### WHAT YOU HAVE TO DO
Count the lines in the records below that contain the string "Query". Reply with the number alone.

▼

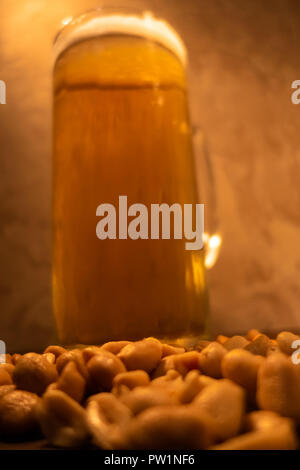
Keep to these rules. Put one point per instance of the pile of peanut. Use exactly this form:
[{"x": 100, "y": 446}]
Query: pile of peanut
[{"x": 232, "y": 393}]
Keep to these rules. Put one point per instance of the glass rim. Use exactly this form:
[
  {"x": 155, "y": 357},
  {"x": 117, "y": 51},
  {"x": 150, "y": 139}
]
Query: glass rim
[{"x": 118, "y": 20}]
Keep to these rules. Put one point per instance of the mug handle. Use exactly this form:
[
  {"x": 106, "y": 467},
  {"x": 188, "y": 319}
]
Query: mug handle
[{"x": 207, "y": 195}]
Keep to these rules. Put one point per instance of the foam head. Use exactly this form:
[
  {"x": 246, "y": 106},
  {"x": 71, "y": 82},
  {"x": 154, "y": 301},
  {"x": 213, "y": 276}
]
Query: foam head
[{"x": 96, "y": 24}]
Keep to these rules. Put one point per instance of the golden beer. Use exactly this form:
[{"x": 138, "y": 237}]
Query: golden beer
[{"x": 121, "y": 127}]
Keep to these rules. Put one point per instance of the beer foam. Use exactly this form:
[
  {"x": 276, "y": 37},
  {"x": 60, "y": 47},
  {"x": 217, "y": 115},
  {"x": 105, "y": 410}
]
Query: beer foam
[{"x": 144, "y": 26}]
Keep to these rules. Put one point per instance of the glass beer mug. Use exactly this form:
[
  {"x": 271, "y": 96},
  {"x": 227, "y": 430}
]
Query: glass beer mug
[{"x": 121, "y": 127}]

▲
▼

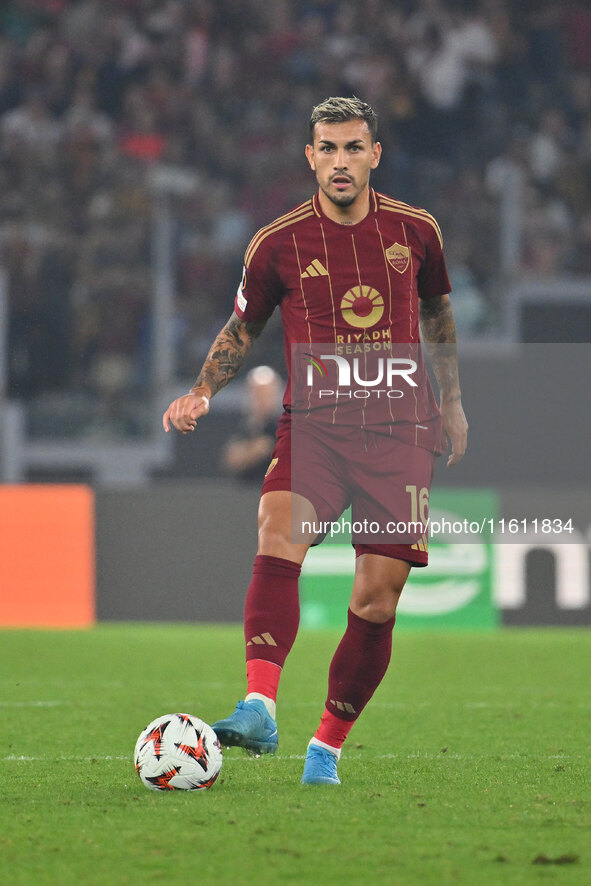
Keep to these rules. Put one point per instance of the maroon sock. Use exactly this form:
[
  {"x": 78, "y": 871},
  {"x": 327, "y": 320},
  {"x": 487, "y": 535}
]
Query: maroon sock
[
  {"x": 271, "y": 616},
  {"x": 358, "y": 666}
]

▲

### EXERCISE ANSWER
8